AIM OF THE EXERCISE: Gather every line in the material below that contains the word "white", and copy each one out in full.

— BEGIN DATASET RECORDS —

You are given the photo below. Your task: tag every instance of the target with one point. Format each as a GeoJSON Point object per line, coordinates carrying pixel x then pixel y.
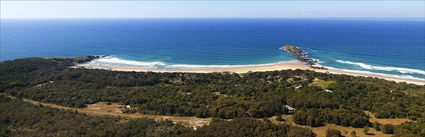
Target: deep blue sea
{"type": "Point", "coordinates": [389, 46]}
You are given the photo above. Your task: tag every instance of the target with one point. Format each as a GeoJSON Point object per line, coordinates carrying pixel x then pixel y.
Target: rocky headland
{"type": "Point", "coordinates": [301, 56]}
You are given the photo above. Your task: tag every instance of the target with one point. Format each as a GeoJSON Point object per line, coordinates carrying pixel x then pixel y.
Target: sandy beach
{"type": "Point", "coordinates": [253, 68]}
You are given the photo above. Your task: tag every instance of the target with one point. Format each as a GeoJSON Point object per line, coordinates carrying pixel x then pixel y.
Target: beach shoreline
{"type": "Point", "coordinates": [251, 68]}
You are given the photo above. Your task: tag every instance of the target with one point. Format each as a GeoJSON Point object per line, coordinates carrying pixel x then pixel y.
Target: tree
{"type": "Point", "coordinates": [330, 132]}
{"type": "Point", "coordinates": [388, 129]}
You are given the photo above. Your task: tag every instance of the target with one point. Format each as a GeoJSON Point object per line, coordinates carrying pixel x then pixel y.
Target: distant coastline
{"type": "Point", "coordinates": [124, 65]}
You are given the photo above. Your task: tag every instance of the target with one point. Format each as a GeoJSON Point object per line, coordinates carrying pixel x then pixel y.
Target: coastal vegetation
{"type": "Point", "coordinates": [317, 98]}
{"type": "Point", "coordinates": [18, 118]}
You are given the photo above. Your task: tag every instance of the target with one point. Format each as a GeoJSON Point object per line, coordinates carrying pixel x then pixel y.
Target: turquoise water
{"type": "Point", "coordinates": [388, 46]}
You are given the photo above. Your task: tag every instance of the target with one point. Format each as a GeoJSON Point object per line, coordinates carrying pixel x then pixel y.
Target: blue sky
{"type": "Point", "coordinates": [212, 9]}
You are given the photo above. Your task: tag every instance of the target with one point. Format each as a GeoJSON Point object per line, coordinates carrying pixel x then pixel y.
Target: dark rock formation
{"type": "Point", "coordinates": [301, 55]}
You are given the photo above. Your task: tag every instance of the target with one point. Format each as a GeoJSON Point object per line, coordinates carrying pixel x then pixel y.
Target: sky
{"type": "Point", "coordinates": [212, 9]}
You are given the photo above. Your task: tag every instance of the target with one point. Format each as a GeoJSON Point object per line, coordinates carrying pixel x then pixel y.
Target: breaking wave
{"type": "Point", "coordinates": [382, 68]}
{"type": "Point", "coordinates": [112, 61]}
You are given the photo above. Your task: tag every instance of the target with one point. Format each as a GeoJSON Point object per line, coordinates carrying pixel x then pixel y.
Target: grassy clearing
{"type": "Point", "coordinates": [102, 109]}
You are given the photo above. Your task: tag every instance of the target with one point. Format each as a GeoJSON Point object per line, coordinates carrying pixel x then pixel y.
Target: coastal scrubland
{"type": "Point", "coordinates": [234, 101]}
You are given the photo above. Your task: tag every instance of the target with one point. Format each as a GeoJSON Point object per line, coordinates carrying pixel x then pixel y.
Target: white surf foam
{"type": "Point", "coordinates": [406, 77]}
{"type": "Point", "coordinates": [112, 61]}
{"type": "Point", "coordinates": [382, 68]}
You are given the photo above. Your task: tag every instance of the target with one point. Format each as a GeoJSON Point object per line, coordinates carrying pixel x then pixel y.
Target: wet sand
{"type": "Point", "coordinates": [253, 68]}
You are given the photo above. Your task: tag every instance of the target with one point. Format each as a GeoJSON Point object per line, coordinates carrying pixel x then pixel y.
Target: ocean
{"type": "Point", "coordinates": [389, 46]}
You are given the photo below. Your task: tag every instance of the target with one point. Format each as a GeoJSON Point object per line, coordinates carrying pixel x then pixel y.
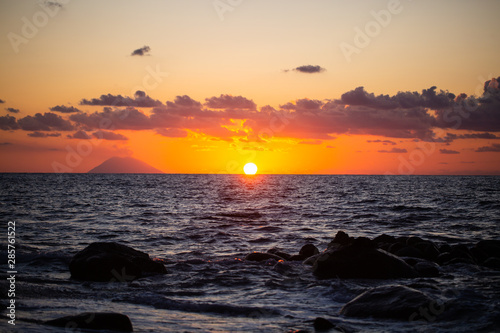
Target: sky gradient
{"type": "Point", "coordinates": [205, 86]}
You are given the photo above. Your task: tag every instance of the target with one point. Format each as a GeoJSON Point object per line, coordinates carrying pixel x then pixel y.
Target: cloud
{"type": "Point", "coordinates": [43, 135]}
{"type": "Point", "coordinates": [384, 142]}
{"type": "Point", "coordinates": [128, 118]}
{"type": "Point", "coordinates": [447, 151]}
{"type": "Point", "coordinates": [140, 100]}
{"type": "Point", "coordinates": [309, 69]}
{"type": "Point", "coordinates": [172, 132]}
{"type": "Point", "coordinates": [45, 122]}
{"type": "Point", "coordinates": [64, 109]}
{"type": "Point", "coordinates": [106, 135]}
{"type": "Point", "coordinates": [394, 151]}
{"type": "Point", "coordinates": [230, 102]}
{"type": "Point", "coordinates": [142, 51]}
{"type": "Point", "coordinates": [8, 123]}
{"type": "Point", "coordinates": [79, 135]}
{"type": "Point", "coordinates": [494, 148]}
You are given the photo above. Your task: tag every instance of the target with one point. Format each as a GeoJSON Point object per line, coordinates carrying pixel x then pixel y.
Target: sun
{"type": "Point", "coordinates": [250, 169]}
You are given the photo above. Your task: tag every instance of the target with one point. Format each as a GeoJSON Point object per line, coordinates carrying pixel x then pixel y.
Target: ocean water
{"type": "Point", "coordinates": [202, 226]}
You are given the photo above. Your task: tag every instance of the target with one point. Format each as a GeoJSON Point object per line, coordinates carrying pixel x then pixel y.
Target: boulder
{"type": "Point", "coordinates": [260, 256]}
{"type": "Point", "coordinates": [95, 321]}
{"type": "Point", "coordinates": [109, 262]}
{"type": "Point", "coordinates": [393, 301]}
{"type": "Point", "coordinates": [359, 261]}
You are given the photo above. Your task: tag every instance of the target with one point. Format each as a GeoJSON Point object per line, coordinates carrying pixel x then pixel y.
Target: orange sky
{"type": "Point", "coordinates": [322, 87]}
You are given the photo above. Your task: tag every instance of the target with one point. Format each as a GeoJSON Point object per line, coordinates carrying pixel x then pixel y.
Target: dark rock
{"type": "Point", "coordinates": [491, 247]}
{"type": "Point", "coordinates": [410, 251]}
{"type": "Point", "coordinates": [492, 263]}
{"type": "Point", "coordinates": [384, 239]}
{"type": "Point", "coordinates": [109, 261]}
{"type": "Point", "coordinates": [396, 301]}
{"type": "Point", "coordinates": [341, 238]}
{"type": "Point", "coordinates": [279, 253]}
{"type": "Point", "coordinates": [413, 240]}
{"type": "Point", "coordinates": [361, 262]}
{"type": "Point", "coordinates": [96, 321]}
{"type": "Point", "coordinates": [260, 256]}
{"type": "Point", "coordinates": [308, 250]}
{"type": "Point", "coordinates": [322, 324]}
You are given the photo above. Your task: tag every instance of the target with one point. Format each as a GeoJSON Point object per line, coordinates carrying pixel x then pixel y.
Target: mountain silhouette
{"type": "Point", "coordinates": [124, 165]}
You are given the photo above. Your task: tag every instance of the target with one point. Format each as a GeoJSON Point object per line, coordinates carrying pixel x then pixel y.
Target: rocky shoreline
{"type": "Point", "coordinates": [384, 257]}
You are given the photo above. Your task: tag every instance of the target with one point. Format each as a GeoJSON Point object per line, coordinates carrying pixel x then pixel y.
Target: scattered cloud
{"type": "Point", "coordinates": [140, 100]}
{"type": "Point", "coordinates": [394, 151]}
{"type": "Point", "coordinates": [230, 102]}
{"type": "Point", "coordinates": [79, 135]}
{"type": "Point", "coordinates": [107, 135]}
{"type": "Point", "coordinates": [448, 151]}
{"type": "Point", "coordinates": [142, 51]}
{"type": "Point", "coordinates": [43, 135]}
{"type": "Point", "coordinates": [64, 109]}
{"type": "Point", "coordinates": [494, 148]}
{"type": "Point", "coordinates": [309, 69]}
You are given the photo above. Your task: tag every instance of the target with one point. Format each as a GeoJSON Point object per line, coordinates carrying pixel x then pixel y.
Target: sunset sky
{"type": "Point", "coordinates": [205, 86]}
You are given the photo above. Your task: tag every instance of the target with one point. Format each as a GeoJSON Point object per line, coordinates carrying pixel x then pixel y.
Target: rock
{"type": "Point", "coordinates": [279, 253]}
{"type": "Point", "coordinates": [492, 263]}
{"type": "Point", "coordinates": [341, 238]}
{"type": "Point", "coordinates": [260, 256]}
{"type": "Point", "coordinates": [109, 261]}
{"type": "Point", "coordinates": [308, 250]}
{"type": "Point", "coordinates": [393, 301]}
{"type": "Point", "coordinates": [96, 321]}
{"type": "Point", "coordinates": [356, 261]}
{"type": "Point", "coordinates": [322, 324]}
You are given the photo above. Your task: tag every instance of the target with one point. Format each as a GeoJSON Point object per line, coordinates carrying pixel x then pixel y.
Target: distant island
{"type": "Point", "coordinates": [124, 165]}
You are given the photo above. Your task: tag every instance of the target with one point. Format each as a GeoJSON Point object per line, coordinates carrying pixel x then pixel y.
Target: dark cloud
{"type": "Point", "coordinates": [128, 118]}
{"type": "Point", "coordinates": [494, 148]}
{"type": "Point", "coordinates": [43, 135]}
{"type": "Point", "coordinates": [106, 135]}
{"type": "Point", "coordinates": [79, 135]}
{"type": "Point", "coordinates": [230, 102]}
{"type": "Point", "coordinates": [142, 51]}
{"type": "Point", "coordinates": [64, 109]}
{"type": "Point", "coordinates": [172, 132]}
{"type": "Point", "coordinates": [384, 142]}
{"type": "Point", "coordinates": [140, 100]}
{"type": "Point", "coordinates": [309, 69]}
{"type": "Point", "coordinates": [447, 151]}
{"type": "Point", "coordinates": [45, 122]}
{"type": "Point", "coordinates": [8, 123]}
{"type": "Point", "coordinates": [394, 151]}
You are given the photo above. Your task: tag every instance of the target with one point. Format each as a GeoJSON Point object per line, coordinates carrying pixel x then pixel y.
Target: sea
{"type": "Point", "coordinates": [202, 227]}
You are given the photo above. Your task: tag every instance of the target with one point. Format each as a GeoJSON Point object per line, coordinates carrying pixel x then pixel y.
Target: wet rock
{"type": "Point", "coordinates": [361, 261]}
{"type": "Point", "coordinates": [109, 261]}
{"type": "Point", "coordinates": [96, 321]}
{"type": "Point", "coordinates": [396, 302]}
{"type": "Point", "coordinates": [308, 250]}
{"type": "Point", "coordinates": [279, 253]}
{"type": "Point", "coordinates": [260, 256]}
{"type": "Point", "coordinates": [322, 324]}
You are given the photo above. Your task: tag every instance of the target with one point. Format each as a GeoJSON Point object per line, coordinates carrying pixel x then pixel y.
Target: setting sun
{"type": "Point", "coordinates": [250, 169]}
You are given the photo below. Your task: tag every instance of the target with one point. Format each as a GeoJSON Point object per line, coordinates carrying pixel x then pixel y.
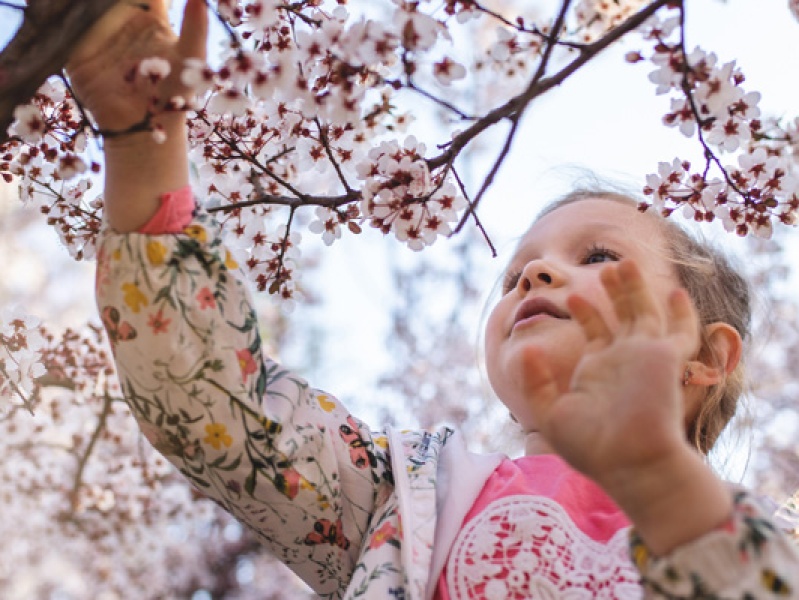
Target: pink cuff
{"type": "Point", "coordinates": [174, 214]}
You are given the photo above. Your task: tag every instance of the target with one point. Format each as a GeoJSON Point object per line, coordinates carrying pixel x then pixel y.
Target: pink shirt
{"type": "Point", "coordinates": [539, 529]}
{"type": "Point", "coordinates": [173, 215]}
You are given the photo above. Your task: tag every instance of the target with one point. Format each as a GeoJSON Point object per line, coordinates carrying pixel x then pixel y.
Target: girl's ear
{"type": "Point", "coordinates": [719, 358]}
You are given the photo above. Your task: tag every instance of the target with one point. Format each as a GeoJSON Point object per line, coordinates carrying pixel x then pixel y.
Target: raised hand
{"type": "Point", "coordinates": [104, 68]}
{"type": "Point", "coordinates": [624, 411]}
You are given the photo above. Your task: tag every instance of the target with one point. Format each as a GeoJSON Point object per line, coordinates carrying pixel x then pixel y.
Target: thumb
{"type": "Point", "coordinates": [194, 30]}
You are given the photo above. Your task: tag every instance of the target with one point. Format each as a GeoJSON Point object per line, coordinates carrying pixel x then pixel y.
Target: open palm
{"type": "Point", "coordinates": [104, 67]}
{"type": "Point", "coordinates": [624, 410]}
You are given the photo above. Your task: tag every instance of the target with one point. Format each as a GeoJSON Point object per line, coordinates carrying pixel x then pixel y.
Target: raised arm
{"type": "Point", "coordinates": [104, 70]}
{"type": "Point", "coordinates": [284, 458]}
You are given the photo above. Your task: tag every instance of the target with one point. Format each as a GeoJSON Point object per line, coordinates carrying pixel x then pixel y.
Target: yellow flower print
{"type": "Point", "coordinates": [230, 262]}
{"type": "Point", "coordinates": [325, 402]}
{"type": "Point", "coordinates": [156, 252]}
{"type": "Point", "coordinates": [134, 297]}
{"type": "Point", "coordinates": [197, 232]}
{"type": "Point", "coordinates": [217, 436]}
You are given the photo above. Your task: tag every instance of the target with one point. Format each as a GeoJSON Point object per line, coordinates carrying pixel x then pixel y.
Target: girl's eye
{"type": "Point", "coordinates": [511, 281]}
{"type": "Point", "coordinates": [599, 254]}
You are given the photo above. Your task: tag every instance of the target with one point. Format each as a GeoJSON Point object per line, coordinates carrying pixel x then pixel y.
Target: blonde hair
{"type": "Point", "coordinates": [720, 294]}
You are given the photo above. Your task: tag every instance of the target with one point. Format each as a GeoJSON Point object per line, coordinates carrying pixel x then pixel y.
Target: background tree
{"type": "Point", "coordinates": [330, 117]}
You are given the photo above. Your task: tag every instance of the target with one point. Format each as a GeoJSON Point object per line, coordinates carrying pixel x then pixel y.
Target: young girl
{"type": "Point", "coordinates": [595, 347]}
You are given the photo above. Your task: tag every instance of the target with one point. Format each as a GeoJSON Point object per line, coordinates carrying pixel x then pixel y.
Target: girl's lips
{"type": "Point", "coordinates": [537, 309]}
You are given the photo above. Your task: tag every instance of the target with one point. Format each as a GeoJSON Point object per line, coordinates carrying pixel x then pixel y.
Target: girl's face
{"type": "Point", "coordinates": [562, 254]}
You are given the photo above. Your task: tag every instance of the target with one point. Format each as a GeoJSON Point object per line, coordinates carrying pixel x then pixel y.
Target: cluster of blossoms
{"type": "Point", "coordinates": [711, 104]}
{"type": "Point", "coordinates": [21, 342]}
{"type": "Point", "coordinates": [47, 153]}
{"type": "Point", "coordinates": [596, 17]}
{"type": "Point", "coordinates": [401, 196]}
{"type": "Point", "coordinates": [103, 512]}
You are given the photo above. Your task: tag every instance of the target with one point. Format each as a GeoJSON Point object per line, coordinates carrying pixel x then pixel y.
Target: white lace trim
{"type": "Point", "coordinates": [528, 547]}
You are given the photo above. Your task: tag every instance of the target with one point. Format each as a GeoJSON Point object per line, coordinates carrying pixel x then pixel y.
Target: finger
{"type": "Point", "coordinates": [683, 321]}
{"type": "Point", "coordinates": [156, 7]}
{"type": "Point", "coordinates": [537, 382]}
{"type": "Point", "coordinates": [194, 30]}
{"type": "Point", "coordinates": [593, 324]}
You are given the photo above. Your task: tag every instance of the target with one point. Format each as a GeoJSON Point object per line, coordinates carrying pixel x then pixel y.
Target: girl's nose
{"type": "Point", "coordinates": [538, 273]}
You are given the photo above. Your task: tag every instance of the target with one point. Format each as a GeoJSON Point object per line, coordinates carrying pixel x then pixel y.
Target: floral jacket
{"type": "Point", "coordinates": [357, 514]}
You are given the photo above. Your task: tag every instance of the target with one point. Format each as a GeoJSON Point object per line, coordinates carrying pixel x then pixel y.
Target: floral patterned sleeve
{"type": "Point", "coordinates": [747, 558]}
{"type": "Point", "coordinates": [284, 458]}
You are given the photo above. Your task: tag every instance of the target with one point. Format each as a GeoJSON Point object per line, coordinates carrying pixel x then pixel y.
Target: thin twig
{"type": "Point", "coordinates": [478, 223]}
{"type": "Point", "coordinates": [102, 420]}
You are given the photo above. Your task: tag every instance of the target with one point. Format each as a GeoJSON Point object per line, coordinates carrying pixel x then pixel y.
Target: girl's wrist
{"type": "Point", "coordinates": [139, 170]}
{"type": "Point", "coordinates": [673, 502]}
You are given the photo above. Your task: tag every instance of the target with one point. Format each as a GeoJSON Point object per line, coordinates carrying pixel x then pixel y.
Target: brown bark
{"type": "Point", "coordinates": [49, 31]}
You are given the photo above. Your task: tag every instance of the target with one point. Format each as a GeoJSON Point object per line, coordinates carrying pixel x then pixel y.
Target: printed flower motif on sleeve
{"type": "Point", "coordinates": [134, 298]}
{"type": "Point", "coordinates": [158, 323]}
{"type": "Point", "coordinates": [327, 532]}
{"type": "Point", "coordinates": [247, 363]}
{"type": "Point", "coordinates": [205, 298]}
{"type": "Point", "coordinates": [385, 533]}
{"type": "Point", "coordinates": [217, 436]}
{"type": "Point", "coordinates": [156, 252]}
{"type": "Point", "coordinates": [761, 561]}
{"type": "Point", "coordinates": [197, 232]}
{"type": "Point", "coordinates": [359, 452]}
{"type": "Point", "coordinates": [117, 331]}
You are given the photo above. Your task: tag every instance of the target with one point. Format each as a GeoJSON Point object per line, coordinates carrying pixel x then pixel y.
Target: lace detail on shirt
{"type": "Point", "coordinates": [528, 547]}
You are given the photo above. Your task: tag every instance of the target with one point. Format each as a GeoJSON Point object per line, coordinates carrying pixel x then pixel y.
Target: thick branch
{"type": "Point", "coordinates": [540, 86]}
{"type": "Point", "coordinates": [41, 47]}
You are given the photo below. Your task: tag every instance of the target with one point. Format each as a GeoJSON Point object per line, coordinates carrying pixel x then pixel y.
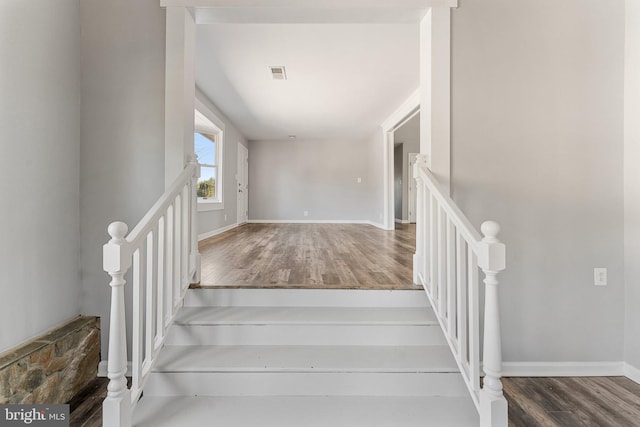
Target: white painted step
{"type": "Point", "coordinates": [226, 384]}
{"type": "Point", "coordinates": [285, 358]}
{"type": "Point", "coordinates": [305, 298]}
{"type": "Point", "coordinates": [305, 326]}
{"type": "Point", "coordinates": [305, 370]}
{"type": "Point", "coordinates": [306, 315]}
{"type": "Point", "coordinates": [306, 412]}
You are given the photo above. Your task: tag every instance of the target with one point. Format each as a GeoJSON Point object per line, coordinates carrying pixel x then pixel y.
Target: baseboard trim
{"type": "Point", "coordinates": [632, 372]}
{"type": "Point", "coordinates": [218, 231]}
{"type": "Point", "coordinates": [563, 369]}
{"type": "Point", "coordinates": [316, 221]}
{"type": "Point", "coordinates": [102, 368]}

— END DATASET RECORDS —

EXPECTED ANSWER:
Target: white surf foam
Target: white lace trim
Target: white painted step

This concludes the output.